▸ WRITTEN INSTRUCTION: Convert the records from the line containing "of the yellow" through the end of the records, inclusive, into a Markdown table with the columns Row and Line. Give one row per line, numbered in order, and leave out blank lines and pictures.

▸ STORED ROWS:
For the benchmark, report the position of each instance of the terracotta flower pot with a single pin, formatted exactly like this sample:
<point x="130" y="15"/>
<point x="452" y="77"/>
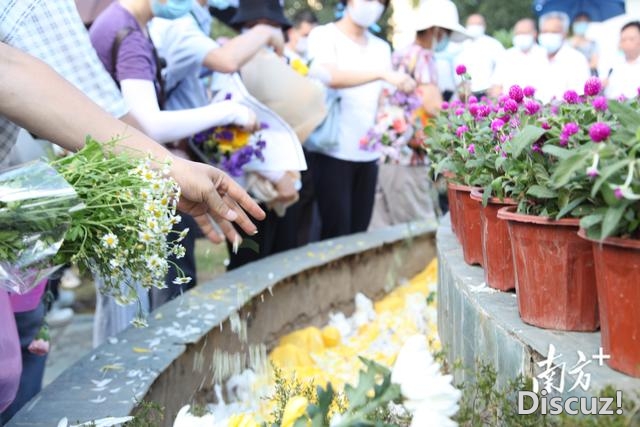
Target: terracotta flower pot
<point x="453" y="209"/>
<point x="468" y="226"/>
<point x="496" y="244"/>
<point x="617" y="263"/>
<point x="554" y="272"/>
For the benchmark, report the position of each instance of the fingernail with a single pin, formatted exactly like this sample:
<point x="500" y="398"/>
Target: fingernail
<point x="236" y="244"/>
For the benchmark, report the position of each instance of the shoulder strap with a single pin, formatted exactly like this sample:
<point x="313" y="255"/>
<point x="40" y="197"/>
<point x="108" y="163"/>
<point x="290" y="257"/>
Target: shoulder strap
<point x="115" y="49"/>
<point x="160" y="63"/>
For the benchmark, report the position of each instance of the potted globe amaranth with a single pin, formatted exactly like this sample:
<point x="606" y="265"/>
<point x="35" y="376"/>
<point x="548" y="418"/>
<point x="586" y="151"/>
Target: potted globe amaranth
<point x="611" y="222"/>
<point x="554" y="268"/>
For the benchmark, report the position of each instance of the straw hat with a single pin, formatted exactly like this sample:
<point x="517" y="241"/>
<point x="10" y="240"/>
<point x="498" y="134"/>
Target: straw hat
<point x="440" y="13"/>
<point x="299" y="100"/>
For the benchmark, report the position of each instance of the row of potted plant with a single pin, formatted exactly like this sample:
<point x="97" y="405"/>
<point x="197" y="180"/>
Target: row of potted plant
<point x="547" y="199"/>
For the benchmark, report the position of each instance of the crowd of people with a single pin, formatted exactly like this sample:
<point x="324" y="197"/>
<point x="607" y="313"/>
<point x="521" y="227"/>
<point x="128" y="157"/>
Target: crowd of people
<point x="146" y="70"/>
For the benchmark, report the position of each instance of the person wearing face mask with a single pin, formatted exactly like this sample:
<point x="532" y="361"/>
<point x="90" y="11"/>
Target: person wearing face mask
<point x="404" y="191"/>
<point x="187" y="48"/>
<point x="563" y="67"/>
<point x="580" y="42"/>
<point x="624" y="76"/>
<point x="519" y="65"/>
<point x="356" y="64"/>
<point x="120" y="37"/>
<point x="298" y="35"/>
<point x="480" y="54"/>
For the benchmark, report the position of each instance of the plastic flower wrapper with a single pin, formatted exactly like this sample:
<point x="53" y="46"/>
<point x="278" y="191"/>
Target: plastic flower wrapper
<point x="118" y="225"/>
<point x="35" y="214"/>
<point x="398" y="131"/>
<point x="228" y="147"/>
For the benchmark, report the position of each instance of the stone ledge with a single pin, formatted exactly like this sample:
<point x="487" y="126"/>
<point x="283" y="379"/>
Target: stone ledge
<point x="478" y="323"/>
<point x="171" y="361"/>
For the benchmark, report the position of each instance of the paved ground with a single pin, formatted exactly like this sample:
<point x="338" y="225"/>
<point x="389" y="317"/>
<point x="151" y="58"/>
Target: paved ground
<point x="69" y="344"/>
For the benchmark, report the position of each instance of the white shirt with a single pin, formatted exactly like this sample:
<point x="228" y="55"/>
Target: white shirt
<point x="359" y="104"/>
<point x="624" y="79"/>
<point x="567" y="70"/>
<point x="480" y="56"/>
<point x="519" y="68"/>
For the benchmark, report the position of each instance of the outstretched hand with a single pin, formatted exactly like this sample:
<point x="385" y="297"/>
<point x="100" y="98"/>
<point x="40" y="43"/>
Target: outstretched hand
<point x="211" y="196"/>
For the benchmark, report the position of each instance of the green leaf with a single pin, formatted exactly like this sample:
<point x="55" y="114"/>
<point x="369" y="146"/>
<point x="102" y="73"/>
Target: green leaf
<point x="606" y="173"/>
<point x="568" y="167"/>
<point x="525" y="138"/>
<point x="569" y="207"/>
<point x="541" y="192"/>
<point x="611" y="220"/>
<point x="554" y="150"/>
<point x="590" y="221"/>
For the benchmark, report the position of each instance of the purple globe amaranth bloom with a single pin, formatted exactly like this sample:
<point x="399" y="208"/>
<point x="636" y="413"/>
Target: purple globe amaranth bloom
<point x="511" y="106"/>
<point x="571" y="97"/>
<point x="599" y="131"/>
<point x="570" y="128"/>
<point x="564" y="140"/>
<point x="483" y="111"/>
<point x="529" y="91"/>
<point x="461" y="130"/>
<point x="515" y="93"/>
<point x="531" y="107"/>
<point x="496" y="125"/>
<point x="600" y="103"/>
<point x="593" y="86"/>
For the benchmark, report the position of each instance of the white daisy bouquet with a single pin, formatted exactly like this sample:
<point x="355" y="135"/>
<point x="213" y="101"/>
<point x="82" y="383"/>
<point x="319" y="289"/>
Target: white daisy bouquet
<point x="111" y="214"/>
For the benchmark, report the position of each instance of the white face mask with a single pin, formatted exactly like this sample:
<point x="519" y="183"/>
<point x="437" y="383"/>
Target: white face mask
<point x="301" y="46"/>
<point x="365" y="13"/>
<point x="523" y="41"/>
<point x="475" y="31"/>
<point x="552" y="42"/>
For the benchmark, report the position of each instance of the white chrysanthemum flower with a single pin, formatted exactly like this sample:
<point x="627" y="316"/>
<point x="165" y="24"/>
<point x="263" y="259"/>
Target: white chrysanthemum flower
<point x="154" y="262"/>
<point x="110" y="241"/>
<point x="428" y="394"/>
<point x="182" y="235"/>
<point x="146" y="236"/>
<point x="181" y="280"/>
<point x="139" y="322"/>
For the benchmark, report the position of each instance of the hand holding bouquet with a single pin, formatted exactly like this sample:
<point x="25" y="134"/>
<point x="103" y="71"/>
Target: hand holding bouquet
<point x="108" y="213"/>
<point x="228" y="147"/>
<point x="398" y="131"/>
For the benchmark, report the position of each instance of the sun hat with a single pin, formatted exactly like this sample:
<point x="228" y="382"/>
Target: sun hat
<point x="440" y="13"/>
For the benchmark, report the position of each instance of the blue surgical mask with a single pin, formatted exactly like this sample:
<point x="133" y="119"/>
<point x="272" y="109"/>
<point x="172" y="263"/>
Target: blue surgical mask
<point x="442" y="44"/>
<point x="171" y="9"/>
<point x="580" y="28"/>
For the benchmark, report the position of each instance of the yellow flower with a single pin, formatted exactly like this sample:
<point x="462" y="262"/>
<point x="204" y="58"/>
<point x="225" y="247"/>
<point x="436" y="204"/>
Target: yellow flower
<point x="242" y="420"/>
<point x="299" y="66"/>
<point x="296" y="408"/>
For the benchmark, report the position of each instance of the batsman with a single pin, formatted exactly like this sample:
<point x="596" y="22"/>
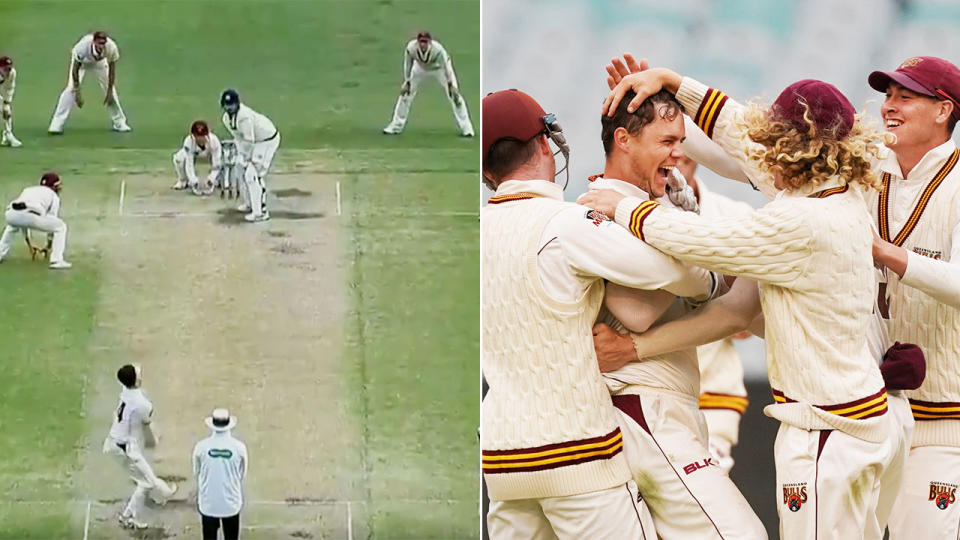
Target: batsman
<point x="257" y="140"/>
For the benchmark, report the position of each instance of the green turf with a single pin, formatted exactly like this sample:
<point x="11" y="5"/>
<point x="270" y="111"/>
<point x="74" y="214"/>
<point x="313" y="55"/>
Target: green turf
<point x="327" y="73"/>
<point x="415" y="274"/>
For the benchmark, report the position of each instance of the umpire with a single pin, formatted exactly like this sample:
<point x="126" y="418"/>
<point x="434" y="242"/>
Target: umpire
<point x="220" y="465"/>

▸ FINISHED EXERCISE:
| Row | Line |
|---|---|
| 1 | For the benchmark, report the position of each instance of the yellow flower with a single pin, formatted exactly like this sample: |
| 2 | <point x="462" y="262"/> |
| 3 | <point x="204" y="58"/> |
| 4 | <point x="225" y="247"/> |
| 5 | <point x="436" y="204"/> |
| 6 | Target: yellow flower |
| 7 | <point x="242" y="420"/> |
| 8 | <point x="299" y="66"/> |
| 9 | <point x="296" y="408"/> |
| 10 | For the benchmark, report the position of each instance of the batsman with a single pin, formatted exactly like this sample: |
| 11 | <point x="596" y="22"/> |
| 12 | Target: batsman |
| 13 | <point x="257" y="140"/> |
| 14 | For the benchmark, report the position of each instance of the green turf with a single pin, formatted exactly like this sample: |
| 15 | <point x="11" y="5"/> |
| 16 | <point x="270" y="111"/> |
| 17 | <point x="74" y="214"/> |
| 18 | <point x="313" y="55"/> |
| 19 | Target: green turf |
| 20 | <point x="327" y="73"/> |
| 21 | <point x="415" y="274"/> |
| 22 | For the benchmark, report the position of each instance of the umpire with a single pin, formatted exactly like this sample: |
| 23 | <point x="126" y="418"/> |
| 24 | <point x="434" y="242"/> |
| 25 | Target: umpire |
| 26 | <point x="220" y="465"/> |